Requirement:
Could you set down, unchanged, the stretch from the start of the records below through the line containing "[339,291,417,318]", with both ends included? Leave the pictures out of your answer.

Dataset extracts labeled with boxes:
>> start

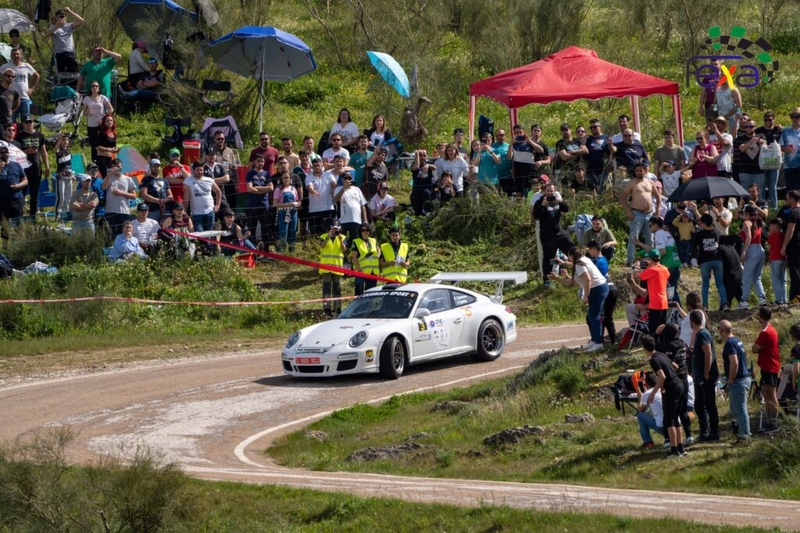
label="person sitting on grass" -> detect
[131,203,161,251]
[109,221,147,261]
[636,372,664,450]
[217,209,256,256]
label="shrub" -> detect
[0,428,198,532]
[550,364,587,398]
[429,185,530,244]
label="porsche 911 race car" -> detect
[281,283,517,379]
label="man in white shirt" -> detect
[44,7,83,72]
[132,202,161,251]
[0,47,40,122]
[636,372,664,449]
[333,172,367,242]
[322,133,350,170]
[306,158,336,235]
[611,115,642,144]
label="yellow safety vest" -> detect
[381,242,408,283]
[353,237,381,275]
[319,233,344,276]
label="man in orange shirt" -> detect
[628,248,669,335]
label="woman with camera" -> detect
[548,246,609,352]
[533,183,573,287]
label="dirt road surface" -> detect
[0,325,800,530]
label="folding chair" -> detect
[200,80,236,108]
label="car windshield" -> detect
[339,291,417,318]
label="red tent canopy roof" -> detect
[469,46,679,109]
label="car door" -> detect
[415,287,464,358]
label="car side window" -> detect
[450,291,478,307]
[419,289,452,314]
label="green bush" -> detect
[550,364,587,398]
[0,428,201,532]
[429,185,530,244]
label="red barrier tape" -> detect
[162,229,404,283]
[0,296,355,307]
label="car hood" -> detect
[294,318,397,353]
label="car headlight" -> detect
[348,331,369,348]
[286,331,300,348]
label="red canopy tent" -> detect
[469,46,683,145]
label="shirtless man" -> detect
[619,163,661,266]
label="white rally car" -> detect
[281,283,517,379]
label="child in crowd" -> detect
[659,160,681,198]
[672,209,694,268]
[789,324,800,403]
[433,170,456,205]
[569,166,595,194]
[767,218,786,305]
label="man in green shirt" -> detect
[78,46,122,98]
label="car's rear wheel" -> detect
[474,318,506,361]
[380,336,406,379]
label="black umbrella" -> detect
[667,176,750,202]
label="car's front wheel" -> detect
[380,336,406,379]
[474,318,506,361]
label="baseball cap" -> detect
[644,248,661,261]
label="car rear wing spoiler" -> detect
[431,272,528,303]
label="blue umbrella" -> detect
[367,52,411,98]
[209,26,317,129]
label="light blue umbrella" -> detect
[367,52,411,98]
[209,26,317,130]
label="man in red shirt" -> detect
[161,148,192,202]
[628,248,669,335]
[753,306,781,432]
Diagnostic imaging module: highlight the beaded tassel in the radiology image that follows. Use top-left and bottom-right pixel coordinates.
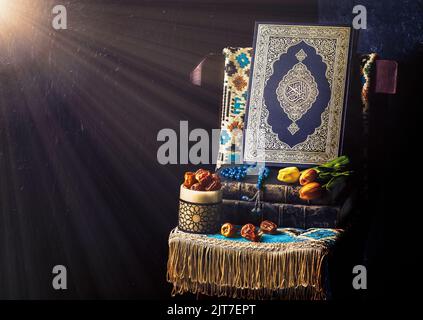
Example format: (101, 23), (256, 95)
(220, 164), (270, 215)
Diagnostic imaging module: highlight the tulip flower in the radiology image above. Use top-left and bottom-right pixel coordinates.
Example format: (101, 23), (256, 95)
(300, 169), (318, 186)
(278, 167), (300, 183)
(300, 182), (323, 200)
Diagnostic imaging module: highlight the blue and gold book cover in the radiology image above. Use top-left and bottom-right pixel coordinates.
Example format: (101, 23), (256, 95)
(244, 23), (351, 165)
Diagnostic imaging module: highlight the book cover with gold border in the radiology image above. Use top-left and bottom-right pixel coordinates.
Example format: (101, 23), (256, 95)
(244, 22), (353, 166)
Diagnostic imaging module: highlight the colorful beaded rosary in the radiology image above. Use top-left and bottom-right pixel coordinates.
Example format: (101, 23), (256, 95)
(220, 164), (270, 214)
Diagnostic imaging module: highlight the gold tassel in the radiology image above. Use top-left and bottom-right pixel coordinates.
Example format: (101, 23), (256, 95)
(167, 229), (328, 300)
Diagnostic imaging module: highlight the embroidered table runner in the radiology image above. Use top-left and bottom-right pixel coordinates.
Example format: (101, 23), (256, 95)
(167, 228), (342, 299)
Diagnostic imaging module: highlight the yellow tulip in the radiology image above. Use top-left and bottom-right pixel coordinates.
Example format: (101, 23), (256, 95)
(278, 167), (300, 183)
(300, 169), (317, 186)
(300, 182), (323, 200)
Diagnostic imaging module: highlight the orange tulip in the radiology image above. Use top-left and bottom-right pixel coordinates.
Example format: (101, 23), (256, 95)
(300, 169), (317, 186)
(300, 182), (323, 200)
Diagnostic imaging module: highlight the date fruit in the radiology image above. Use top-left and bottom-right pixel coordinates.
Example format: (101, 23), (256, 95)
(260, 220), (278, 234)
(241, 223), (260, 242)
(220, 222), (236, 238)
(184, 172), (197, 189)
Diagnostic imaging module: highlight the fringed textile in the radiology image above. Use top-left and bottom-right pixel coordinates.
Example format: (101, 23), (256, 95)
(167, 229), (341, 300)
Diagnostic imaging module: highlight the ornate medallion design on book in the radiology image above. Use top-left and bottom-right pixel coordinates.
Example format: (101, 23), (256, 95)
(276, 49), (319, 135)
(244, 23), (351, 166)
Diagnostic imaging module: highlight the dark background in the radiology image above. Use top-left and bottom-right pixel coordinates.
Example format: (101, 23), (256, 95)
(0, 0), (422, 299)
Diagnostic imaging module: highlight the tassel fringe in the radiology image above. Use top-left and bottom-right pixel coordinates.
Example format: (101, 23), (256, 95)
(167, 230), (327, 300)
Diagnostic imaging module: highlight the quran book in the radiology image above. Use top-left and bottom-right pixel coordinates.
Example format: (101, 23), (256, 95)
(243, 23), (352, 167)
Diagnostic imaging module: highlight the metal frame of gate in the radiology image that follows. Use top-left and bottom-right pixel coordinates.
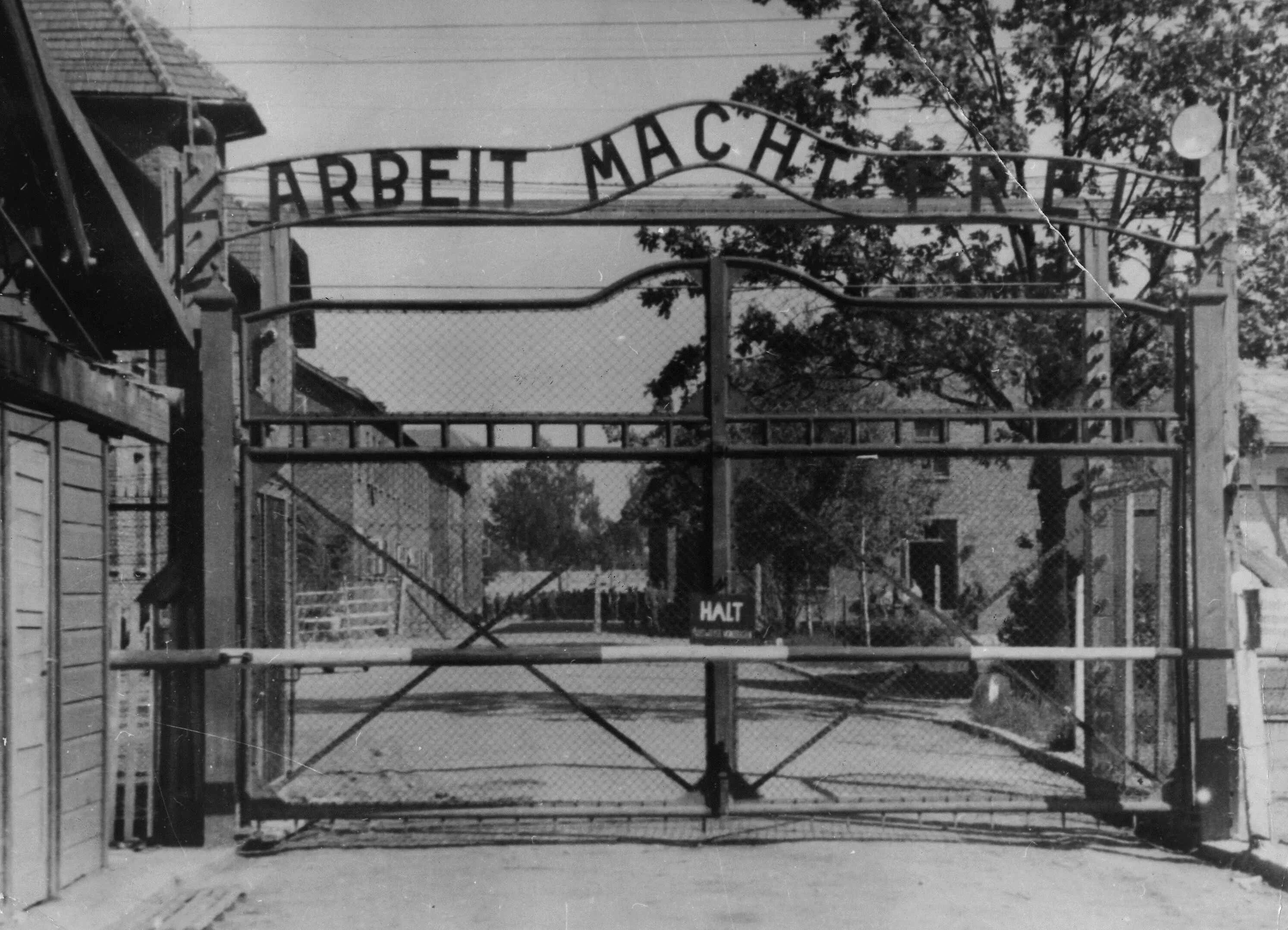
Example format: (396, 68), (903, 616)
(105, 102), (1233, 835)
(219, 251), (1187, 819)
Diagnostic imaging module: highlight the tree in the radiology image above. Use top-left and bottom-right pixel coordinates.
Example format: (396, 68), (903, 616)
(639, 0), (1288, 680)
(484, 461), (643, 576)
(623, 322), (934, 625)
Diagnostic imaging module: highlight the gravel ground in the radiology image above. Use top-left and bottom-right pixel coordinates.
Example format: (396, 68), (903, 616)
(220, 822), (1288, 930)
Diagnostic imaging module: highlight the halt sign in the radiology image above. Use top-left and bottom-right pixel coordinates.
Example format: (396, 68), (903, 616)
(689, 594), (756, 643)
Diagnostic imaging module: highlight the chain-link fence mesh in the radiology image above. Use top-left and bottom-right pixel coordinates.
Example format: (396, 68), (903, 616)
(242, 448), (1176, 806)
(245, 264), (1177, 809)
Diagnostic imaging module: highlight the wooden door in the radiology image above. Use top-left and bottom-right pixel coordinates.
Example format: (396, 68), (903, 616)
(5, 439), (50, 908)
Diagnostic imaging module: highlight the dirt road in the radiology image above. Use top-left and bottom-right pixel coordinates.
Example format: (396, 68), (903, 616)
(208, 827), (1288, 930)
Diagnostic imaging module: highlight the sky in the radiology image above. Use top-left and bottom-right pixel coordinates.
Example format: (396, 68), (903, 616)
(135, 0), (1077, 515)
(138, 0), (958, 295)
(137, 0), (912, 515)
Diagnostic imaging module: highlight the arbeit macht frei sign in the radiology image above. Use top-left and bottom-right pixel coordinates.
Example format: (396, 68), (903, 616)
(224, 101), (1187, 234)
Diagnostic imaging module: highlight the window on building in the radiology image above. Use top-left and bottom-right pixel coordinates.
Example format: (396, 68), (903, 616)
(904, 519), (958, 611)
(912, 420), (952, 480)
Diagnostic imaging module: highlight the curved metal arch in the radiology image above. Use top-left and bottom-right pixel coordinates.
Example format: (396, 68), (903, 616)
(242, 255), (1180, 323)
(241, 259), (707, 323)
(725, 256), (1178, 323)
(220, 99), (1195, 186)
(222, 156), (1204, 254)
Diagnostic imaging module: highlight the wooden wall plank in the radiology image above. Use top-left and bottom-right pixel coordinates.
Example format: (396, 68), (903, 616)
(62, 627), (106, 667)
(58, 836), (103, 888)
(58, 559), (103, 595)
(59, 662), (103, 703)
(60, 765), (103, 814)
(58, 448), (103, 491)
(59, 487), (103, 527)
(63, 733), (103, 777)
(62, 698), (103, 742)
(59, 591), (103, 631)
(59, 420), (103, 457)
(60, 801), (103, 849)
(58, 523), (104, 564)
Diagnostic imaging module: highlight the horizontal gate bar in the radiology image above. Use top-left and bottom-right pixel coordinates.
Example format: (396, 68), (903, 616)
(108, 644), (1200, 668)
(242, 796), (711, 820)
(246, 442), (1185, 463)
(242, 796), (1175, 820)
(729, 796), (1175, 817)
(242, 410), (1180, 426)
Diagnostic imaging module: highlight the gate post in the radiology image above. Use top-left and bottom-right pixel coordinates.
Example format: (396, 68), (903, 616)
(698, 256), (755, 817)
(1189, 147), (1239, 840)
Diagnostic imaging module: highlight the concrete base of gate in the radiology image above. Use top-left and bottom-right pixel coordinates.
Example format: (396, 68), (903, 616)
(23, 844), (237, 930)
(1195, 840), (1288, 890)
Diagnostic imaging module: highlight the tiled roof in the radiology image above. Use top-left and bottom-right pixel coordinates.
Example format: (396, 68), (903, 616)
(224, 197), (268, 281)
(23, 0), (246, 101)
(1239, 358), (1288, 446)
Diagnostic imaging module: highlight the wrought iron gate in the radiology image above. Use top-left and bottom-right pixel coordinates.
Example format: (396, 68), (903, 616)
(234, 251), (1189, 819)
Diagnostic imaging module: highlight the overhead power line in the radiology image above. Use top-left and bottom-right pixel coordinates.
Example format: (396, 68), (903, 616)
(206, 51), (822, 67)
(176, 17), (841, 32)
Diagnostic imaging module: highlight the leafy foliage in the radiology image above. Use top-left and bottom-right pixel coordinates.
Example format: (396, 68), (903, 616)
(639, 0), (1288, 659)
(484, 461), (643, 577)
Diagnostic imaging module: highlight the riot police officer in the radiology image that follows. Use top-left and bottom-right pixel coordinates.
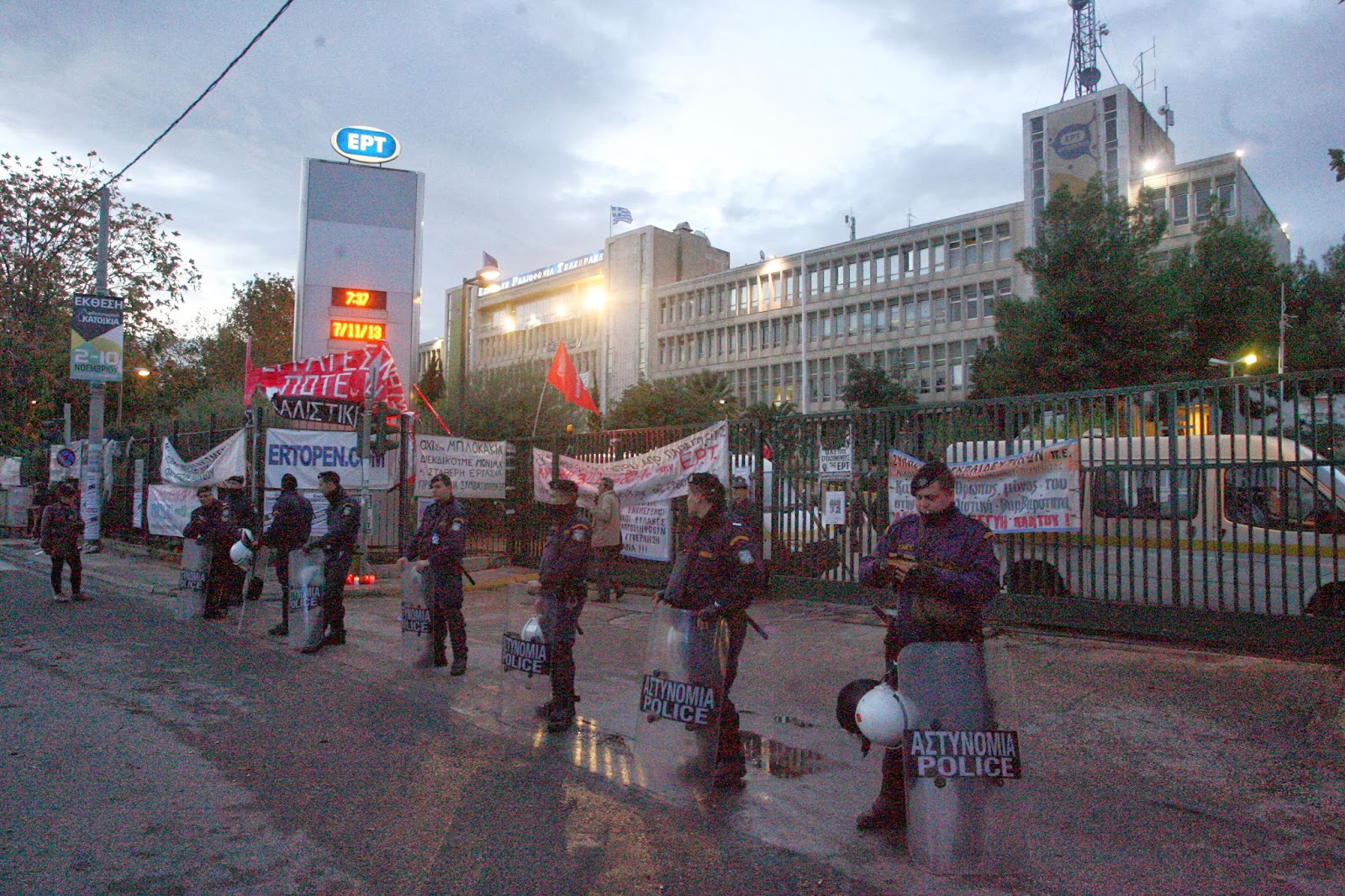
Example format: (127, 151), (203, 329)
(856, 460), (1000, 830)
(397, 473), (467, 676)
(530, 479), (593, 733)
(182, 486), (242, 619)
(262, 473), (314, 638)
(662, 473), (765, 787)
(301, 470), (359, 654)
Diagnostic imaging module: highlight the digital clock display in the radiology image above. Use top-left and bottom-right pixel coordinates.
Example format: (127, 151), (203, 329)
(331, 320), (388, 342)
(332, 287), (388, 311)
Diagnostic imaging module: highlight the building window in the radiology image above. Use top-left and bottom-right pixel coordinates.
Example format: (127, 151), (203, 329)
(1190, 180), (1212, 220)
(1168, 183), (1190, 224)
(1215, 175), (1237, 218)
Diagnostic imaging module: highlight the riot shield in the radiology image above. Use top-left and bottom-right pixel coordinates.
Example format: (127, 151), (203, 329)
(401, 564), (435, 668)
(630, 604), (729, 797)
(897, 639), (1031, 874)
(496, 588), (551, 730)
(172, 538), (211, 619)
(285, 549), (327, 650)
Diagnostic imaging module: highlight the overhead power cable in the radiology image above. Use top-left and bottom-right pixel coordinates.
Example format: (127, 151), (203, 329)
(94, 0), (294, 193)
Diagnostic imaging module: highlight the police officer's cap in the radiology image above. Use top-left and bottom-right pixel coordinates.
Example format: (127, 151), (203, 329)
(910, 460), (952, 495)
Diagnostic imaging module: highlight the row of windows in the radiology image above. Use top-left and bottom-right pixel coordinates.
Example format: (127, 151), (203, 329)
(657, 277), (1013, 369)
(476, 315), (601, 366)
(664, 339), (994, 406)
(1148, 175), (1237, 228)
(659, 222), (1013, 325)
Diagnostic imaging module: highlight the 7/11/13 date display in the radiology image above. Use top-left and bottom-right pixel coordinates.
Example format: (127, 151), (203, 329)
(332, 287), (388, 311)
(331, 320), (388, 342)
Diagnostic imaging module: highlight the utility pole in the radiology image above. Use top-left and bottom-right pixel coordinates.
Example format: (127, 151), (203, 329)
(81, 187), (111, 554)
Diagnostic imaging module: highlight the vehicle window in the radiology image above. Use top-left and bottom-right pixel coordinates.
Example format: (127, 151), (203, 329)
(1224, 466), (1340, 531)
(1088, 470), (1199, 519)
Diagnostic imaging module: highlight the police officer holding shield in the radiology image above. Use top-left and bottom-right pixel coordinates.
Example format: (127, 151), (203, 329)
(300, 470), (359, 654)
(397, 473), (467, 676)
(662, 472), (765, 787)
(529, 479), (593, 733)
(856, 460), (1000, 831)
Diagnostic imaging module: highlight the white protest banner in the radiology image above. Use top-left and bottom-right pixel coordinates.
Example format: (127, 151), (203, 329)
(621, 500), (672, 561)
(818, 445), (854, 479)
(265, 428), (397, 491)
(888, 439), (1081, 534)
(415, 436), (509, 498)
(533, 423), (729, 507)
(146, 486), (200, 538)
(822, 488), (845, 526)
(159, 430), (247, 486)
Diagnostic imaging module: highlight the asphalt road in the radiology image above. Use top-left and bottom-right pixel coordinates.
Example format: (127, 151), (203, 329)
(0, 561), (878, 896)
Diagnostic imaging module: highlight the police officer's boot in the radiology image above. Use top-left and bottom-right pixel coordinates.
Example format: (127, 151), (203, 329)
(440, 609), (467, 676)
(546, 645), (578, 735)
(854, 750), (906, 830)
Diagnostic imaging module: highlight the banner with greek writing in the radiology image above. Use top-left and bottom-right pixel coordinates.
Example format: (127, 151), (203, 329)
(621, 500), (672, 561)
(415, 436), (509, 499)
(70, 295), (125, 382)
(145, 486), (200, 538)
(265, 430), (397, 491)
(533, 423), (729, 507)
(159, 430), (247, 486)
(888, 439), (1080, 534)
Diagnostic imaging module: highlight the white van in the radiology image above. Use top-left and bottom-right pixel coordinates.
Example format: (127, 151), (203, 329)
(946, 435), (1345, 616)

>> end

Response to the task:
label="person sitting on grass" -> detect
[131,203,161,251]
[109,221,147,261]
[636,372,664,450]
[217,209,256,256]
label="shrub" -> detect
[0,428,198,532]
[550,364,587,398]
[429,185,530,244]
label="porsche 911 race car" -> detect
[281,283,517,379]
label="man in white shirt" -> detect
[44,7,83,72]
[132,202,161,251]
[0,47,40,122]
[636,372,664,449]
[333,172,367,242]
[322,133,350,170]
[306,158,336,235]
[611,115,642,144]
label="yellow safety vest" -> detect
[381,242,408,283]
[353,237,381,275]
[319,233,344,276]
label="man in orange shirt" -> detect
[628,248,669,335]
label="woman with camera" -> detect
[548,246,609,352]
[533,183,573,287]
label="dirt road surface" -> detect
[0,325,800,530]
label="folding chair" -> detect
[200,80,236,108]
label="car windshield" -> detect
[339,291,417,318]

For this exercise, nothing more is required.